───── RECORDED DATA ─────
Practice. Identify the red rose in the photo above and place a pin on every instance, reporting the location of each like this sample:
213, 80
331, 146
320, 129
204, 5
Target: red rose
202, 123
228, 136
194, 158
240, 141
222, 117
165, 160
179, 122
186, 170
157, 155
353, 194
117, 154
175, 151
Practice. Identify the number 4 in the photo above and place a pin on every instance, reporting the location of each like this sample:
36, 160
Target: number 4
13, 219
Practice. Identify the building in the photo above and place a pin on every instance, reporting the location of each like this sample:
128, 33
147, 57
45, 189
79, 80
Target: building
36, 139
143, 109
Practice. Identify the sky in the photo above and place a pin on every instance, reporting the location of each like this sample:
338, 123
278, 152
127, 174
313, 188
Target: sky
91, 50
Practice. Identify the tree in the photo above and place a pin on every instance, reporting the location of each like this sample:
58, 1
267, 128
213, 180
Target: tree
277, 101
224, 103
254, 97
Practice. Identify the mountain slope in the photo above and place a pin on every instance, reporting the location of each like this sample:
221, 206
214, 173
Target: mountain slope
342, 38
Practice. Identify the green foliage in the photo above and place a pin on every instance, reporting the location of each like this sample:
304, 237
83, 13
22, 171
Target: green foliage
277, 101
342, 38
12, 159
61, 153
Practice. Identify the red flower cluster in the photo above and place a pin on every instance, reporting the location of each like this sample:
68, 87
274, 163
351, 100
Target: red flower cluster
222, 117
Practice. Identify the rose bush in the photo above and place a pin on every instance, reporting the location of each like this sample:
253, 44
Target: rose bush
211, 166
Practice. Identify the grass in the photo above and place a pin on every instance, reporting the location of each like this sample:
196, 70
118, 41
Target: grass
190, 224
─────
───── RECORDED DATA ─────
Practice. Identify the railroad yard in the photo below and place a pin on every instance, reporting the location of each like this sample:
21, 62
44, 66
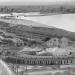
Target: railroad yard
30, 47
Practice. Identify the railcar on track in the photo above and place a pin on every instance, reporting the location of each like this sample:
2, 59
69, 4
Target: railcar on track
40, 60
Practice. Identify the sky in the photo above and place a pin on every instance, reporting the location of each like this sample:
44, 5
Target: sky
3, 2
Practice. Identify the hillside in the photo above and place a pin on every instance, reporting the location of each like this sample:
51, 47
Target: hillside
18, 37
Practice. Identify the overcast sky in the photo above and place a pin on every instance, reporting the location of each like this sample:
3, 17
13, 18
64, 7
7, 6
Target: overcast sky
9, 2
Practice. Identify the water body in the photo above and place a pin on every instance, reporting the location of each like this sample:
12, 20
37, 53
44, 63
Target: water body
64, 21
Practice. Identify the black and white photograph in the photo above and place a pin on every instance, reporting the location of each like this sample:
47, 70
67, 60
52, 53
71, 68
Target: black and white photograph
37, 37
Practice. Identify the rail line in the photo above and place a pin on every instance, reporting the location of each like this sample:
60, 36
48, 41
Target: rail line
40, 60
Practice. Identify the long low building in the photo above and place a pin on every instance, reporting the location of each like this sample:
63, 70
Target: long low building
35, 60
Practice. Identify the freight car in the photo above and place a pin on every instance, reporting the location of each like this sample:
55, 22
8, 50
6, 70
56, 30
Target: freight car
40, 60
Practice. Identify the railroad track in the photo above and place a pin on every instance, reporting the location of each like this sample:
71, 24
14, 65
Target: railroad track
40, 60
─────
_WHAT YOU ARE ASKED TO DO:_ Identify each line in the entries above that contains the string "overcast", matching its case exactly, and copy those lines out.

_ANSWER:_
Practice. Identify the overcast sky in the photo above and place a pin on every instance, reporting the location of each like this sample:
Target: overcast sky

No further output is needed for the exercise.